* start *

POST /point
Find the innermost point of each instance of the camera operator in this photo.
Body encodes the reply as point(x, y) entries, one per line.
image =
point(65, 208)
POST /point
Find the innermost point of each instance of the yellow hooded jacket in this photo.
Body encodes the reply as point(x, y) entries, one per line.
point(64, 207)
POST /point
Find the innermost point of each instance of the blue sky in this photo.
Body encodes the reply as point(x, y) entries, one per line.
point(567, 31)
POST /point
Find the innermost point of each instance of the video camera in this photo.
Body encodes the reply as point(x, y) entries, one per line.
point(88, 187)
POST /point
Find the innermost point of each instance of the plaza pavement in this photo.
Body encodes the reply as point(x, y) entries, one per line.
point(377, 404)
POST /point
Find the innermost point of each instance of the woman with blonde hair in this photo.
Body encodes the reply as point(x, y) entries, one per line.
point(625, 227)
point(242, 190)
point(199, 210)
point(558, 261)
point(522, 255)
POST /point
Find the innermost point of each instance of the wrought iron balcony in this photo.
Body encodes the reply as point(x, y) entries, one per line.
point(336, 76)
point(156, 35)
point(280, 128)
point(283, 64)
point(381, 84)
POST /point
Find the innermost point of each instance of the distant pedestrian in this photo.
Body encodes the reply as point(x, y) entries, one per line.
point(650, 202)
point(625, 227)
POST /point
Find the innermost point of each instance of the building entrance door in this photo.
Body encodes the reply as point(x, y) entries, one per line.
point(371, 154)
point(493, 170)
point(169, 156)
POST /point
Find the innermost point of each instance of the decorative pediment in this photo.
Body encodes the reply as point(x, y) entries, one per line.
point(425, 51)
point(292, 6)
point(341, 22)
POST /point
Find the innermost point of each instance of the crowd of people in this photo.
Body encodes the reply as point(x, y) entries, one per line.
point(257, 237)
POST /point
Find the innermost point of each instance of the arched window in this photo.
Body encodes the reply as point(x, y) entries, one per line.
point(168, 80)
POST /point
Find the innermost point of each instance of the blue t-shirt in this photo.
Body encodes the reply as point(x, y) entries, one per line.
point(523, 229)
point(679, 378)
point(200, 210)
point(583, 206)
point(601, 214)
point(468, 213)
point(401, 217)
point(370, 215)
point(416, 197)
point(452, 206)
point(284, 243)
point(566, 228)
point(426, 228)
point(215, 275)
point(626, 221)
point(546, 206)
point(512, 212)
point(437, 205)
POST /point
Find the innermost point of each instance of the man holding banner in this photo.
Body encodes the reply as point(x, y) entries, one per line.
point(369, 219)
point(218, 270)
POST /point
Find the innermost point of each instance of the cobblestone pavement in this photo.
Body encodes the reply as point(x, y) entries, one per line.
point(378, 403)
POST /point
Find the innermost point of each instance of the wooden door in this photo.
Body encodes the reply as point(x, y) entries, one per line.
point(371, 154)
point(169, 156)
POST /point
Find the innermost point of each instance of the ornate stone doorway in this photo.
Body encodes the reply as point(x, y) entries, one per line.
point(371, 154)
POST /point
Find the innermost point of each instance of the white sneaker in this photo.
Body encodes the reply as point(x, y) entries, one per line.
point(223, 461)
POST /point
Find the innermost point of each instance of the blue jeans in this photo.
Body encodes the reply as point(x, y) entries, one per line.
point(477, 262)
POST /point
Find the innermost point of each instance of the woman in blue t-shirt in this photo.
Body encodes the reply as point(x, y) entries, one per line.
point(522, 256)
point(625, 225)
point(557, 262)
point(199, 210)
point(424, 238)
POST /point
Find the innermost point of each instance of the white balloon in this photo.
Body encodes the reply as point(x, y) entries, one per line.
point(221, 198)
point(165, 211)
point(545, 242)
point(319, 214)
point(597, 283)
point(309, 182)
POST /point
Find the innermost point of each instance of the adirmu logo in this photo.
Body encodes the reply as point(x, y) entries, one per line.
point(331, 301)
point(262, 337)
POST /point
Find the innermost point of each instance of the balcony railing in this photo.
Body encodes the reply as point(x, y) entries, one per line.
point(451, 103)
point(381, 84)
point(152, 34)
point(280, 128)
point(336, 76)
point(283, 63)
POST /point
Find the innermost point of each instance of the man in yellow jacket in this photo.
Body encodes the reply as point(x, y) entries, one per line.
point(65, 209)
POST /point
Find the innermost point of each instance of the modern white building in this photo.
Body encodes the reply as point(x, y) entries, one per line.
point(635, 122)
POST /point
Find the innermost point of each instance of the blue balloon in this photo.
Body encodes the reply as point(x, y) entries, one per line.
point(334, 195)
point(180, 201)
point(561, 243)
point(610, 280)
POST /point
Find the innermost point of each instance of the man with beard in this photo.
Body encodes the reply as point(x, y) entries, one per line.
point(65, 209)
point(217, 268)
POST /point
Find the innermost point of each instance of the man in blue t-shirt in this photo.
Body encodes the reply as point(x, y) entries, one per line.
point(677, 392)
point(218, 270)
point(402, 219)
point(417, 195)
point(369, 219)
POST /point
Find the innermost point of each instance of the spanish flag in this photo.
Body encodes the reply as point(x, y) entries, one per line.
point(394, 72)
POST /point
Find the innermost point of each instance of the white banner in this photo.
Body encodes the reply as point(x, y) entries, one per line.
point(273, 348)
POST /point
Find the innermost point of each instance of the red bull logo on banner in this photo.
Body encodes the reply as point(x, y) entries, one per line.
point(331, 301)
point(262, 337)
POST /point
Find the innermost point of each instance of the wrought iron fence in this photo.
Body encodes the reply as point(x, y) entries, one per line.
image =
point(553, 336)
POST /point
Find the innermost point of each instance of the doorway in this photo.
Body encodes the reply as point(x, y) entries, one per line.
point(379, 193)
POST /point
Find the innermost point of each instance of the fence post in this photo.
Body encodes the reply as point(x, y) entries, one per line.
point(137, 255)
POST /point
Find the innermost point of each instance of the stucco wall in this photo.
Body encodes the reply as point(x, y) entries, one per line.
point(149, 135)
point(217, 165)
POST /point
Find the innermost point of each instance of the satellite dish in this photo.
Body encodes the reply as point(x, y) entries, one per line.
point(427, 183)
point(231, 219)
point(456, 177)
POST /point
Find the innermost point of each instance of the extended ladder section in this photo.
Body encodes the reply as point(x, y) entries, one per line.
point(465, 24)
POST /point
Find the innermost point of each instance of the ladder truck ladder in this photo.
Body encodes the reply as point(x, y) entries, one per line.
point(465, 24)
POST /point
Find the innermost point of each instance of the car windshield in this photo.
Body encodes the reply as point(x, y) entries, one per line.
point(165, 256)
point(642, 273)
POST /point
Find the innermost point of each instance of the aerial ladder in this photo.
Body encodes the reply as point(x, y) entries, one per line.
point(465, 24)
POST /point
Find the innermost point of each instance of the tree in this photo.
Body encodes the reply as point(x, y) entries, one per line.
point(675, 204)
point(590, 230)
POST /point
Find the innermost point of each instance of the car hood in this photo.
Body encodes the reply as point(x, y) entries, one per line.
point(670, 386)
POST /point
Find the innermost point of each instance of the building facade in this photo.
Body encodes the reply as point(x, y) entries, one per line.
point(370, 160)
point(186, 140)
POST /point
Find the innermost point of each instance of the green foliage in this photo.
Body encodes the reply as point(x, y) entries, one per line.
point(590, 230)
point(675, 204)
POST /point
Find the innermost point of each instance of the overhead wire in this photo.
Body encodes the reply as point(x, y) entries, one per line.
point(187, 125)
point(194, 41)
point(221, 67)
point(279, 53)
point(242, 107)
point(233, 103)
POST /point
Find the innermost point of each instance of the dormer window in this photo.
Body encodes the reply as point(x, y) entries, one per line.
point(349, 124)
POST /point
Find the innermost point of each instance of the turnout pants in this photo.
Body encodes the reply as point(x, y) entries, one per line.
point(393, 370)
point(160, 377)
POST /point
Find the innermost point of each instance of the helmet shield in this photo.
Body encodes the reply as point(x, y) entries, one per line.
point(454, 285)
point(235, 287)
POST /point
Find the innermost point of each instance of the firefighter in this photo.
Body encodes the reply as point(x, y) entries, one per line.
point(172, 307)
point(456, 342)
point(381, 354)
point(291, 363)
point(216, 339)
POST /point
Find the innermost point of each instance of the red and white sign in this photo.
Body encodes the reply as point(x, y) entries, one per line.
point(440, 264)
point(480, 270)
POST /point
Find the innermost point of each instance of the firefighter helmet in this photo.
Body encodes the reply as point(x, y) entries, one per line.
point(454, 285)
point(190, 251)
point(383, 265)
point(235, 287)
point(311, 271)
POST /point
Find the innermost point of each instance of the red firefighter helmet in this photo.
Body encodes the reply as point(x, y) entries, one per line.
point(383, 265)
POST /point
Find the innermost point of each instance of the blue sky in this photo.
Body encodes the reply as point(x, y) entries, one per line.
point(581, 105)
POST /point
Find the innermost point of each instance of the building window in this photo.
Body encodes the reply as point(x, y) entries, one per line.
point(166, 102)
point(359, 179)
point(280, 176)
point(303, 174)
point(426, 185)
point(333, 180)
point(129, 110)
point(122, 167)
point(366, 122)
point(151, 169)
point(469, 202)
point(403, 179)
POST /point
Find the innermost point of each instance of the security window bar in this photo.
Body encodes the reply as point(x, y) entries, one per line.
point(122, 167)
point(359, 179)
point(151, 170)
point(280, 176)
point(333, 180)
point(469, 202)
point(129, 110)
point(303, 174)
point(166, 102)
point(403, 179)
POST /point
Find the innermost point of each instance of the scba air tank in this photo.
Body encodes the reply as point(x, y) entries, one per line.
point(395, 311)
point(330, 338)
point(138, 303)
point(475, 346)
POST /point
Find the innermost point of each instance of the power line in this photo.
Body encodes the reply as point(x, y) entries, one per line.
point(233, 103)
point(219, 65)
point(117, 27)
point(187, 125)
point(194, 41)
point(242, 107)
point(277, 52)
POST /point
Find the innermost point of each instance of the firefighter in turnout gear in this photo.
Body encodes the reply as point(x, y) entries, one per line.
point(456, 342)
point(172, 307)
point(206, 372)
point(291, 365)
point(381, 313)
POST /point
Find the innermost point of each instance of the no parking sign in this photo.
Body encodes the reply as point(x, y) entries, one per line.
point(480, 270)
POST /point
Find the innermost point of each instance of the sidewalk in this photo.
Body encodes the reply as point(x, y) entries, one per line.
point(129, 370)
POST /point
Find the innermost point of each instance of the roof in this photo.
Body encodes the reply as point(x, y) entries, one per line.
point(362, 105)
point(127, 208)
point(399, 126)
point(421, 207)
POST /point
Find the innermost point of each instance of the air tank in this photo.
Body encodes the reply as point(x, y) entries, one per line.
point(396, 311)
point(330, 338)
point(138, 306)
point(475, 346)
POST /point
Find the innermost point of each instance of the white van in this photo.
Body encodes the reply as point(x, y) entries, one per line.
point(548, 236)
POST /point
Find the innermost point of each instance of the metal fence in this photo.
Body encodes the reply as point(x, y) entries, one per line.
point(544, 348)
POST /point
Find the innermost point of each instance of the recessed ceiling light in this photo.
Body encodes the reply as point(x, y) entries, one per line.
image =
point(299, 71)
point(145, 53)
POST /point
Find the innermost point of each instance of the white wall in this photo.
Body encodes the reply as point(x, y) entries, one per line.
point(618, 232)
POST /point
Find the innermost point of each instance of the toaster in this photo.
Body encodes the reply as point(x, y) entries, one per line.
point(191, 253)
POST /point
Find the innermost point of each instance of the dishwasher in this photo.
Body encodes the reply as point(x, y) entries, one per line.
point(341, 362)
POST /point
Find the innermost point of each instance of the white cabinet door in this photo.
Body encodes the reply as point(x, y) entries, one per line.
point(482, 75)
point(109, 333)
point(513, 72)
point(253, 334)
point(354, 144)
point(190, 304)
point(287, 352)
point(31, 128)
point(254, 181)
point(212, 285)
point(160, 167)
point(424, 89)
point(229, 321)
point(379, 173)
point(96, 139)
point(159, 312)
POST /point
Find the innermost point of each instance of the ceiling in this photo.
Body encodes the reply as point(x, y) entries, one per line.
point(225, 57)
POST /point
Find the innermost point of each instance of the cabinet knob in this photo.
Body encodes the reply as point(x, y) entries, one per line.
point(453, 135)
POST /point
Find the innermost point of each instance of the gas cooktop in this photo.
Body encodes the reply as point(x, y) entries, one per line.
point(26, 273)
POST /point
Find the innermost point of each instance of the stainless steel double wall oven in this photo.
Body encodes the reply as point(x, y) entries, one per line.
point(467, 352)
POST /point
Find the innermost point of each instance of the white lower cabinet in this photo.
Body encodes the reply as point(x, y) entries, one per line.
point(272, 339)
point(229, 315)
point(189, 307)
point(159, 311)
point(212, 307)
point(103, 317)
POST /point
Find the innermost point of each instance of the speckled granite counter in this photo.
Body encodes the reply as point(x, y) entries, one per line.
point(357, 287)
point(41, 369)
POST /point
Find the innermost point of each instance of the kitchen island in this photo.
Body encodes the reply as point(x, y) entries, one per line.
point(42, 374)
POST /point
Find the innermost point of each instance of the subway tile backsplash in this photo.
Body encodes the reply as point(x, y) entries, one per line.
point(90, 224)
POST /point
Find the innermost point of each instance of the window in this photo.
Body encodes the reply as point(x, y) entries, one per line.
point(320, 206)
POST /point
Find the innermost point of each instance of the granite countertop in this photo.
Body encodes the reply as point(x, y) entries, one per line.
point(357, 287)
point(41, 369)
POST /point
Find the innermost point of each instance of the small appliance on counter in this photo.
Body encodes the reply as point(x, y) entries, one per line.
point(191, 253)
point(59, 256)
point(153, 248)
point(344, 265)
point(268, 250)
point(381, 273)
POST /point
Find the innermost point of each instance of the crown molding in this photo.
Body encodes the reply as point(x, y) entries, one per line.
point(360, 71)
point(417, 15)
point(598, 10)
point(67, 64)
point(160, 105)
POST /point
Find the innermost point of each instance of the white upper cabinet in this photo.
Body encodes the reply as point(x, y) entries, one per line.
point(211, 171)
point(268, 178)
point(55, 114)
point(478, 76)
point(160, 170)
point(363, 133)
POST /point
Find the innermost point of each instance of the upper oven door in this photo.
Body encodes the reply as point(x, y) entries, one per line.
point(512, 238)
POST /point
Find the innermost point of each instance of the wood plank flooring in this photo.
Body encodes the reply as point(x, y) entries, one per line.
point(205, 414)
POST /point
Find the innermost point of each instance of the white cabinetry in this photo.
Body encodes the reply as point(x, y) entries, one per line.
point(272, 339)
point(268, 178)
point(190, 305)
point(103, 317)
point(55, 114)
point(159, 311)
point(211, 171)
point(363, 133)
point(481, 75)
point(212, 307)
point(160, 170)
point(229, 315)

* end *

Given request: Copy the records above word for word, from their first line through the line containing "point(257, 237)", with both of those lines included.

Full solution:
POST /point
Find the innermost point of each instance of the camera operator in this photo.
Body encodes the reply as point(x, y) entries, one per line.
image =
point(65, 208)
POST /point
Find the innermost point of each instance of the yellow hooded jacket in this photo.
Body encodes the reply as point(x, y) entries, one per line.
point(64, 207)
POST /point
Find the innermost point of each instance of the blue sky in this photo.
Body encodes the reply as point(x, y) entries, one per line.
point(567, 31)
POST /point
Find the innermost point of each instance of the video camera in this photo.
Body encodes the reply as point(x, y) entries, one per line.
point(88, 187)
POST /point
Find the innermost point of each instance of the plaza pavement in this photo.
Body encodes the reply as point(x, y) entries, one per line.
point(377, 404)
POST /point
Find the innermost point of each instance of the woman with blonde hair in this photo.
Body encodes the reply as point(x, y) entries, one per line.
point(625, 227)
point(242, 190)
point(199, 210)
point(558, 261)
point(522, 255)
POST /point
Find the innermost point of each instance of the wrought iron balcony in this photo.
Body encodes the reply as point(x, y) entries, one per line.
point(336, 76)
point(156, 35)
point(280, 128)
point(283, 64)
point(381, 84)
POST /point
Find the innermost point of each instance of the distant pedestrian in this photo.
Body encodes the reply as point(x, y) entries, one per line.
point(650, 202)
point(625, 227)
POST /point
Find the innermost point of each instance of the building entrance door in this photo.
Body encodes the reply as point(x, y) entries, one per line.
point(371, 154)
point(493, 170)
point(169, 156)
POST /point
Find the innermost point of each instance of the decorative pediment in this photo.
Body encodes the reply as point(x, y) entries, one per line.
point(425, 51)
point(292, 6)
point(341, 22)
POST /point
Find the innermost point of each instance of the crowd of people in this photo.
Body encodes the reply as point(x, y) entries, one per line.
point(257, 237)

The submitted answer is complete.